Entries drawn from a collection
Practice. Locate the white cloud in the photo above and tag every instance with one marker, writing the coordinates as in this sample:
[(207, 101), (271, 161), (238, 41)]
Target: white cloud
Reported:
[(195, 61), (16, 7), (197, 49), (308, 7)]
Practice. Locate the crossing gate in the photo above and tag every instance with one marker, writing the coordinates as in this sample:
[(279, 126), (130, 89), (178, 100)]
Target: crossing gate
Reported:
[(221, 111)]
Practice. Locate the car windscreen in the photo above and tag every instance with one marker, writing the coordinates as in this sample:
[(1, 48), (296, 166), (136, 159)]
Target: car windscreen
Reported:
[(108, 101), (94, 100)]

- REQUIREMENTS -
Retype all of the data above line for line, keeping every character unchanged.

- SOLUTION FOR THIS EXERCISE -
Practice. Locate the white cloud in the photo above and tag every instance with one marker, writing the coordinates as in this sample:
[(207, 101), (271, 161), (238, 41)]
Target: white cloud
Reported:
[(195, 61), (16, 7), (197, 49), (308, 7)]
Practice. Locate the crossing gate in the photo above and tag every instance with one marker, writing the coordinates as in this sample:
[(279, 126), (130, 89), (178, 100)]
Target: crossing gate
Reported:
[(221, 111)]
Practice. Locate the car windscreen in the photo above and tag every instance with one marker, writing the coordinates as in this sample:
[(1, 48), (296, 166), (136, 159)]
Target: car windscreen
Reported:
[(108, 101), (94, 100)]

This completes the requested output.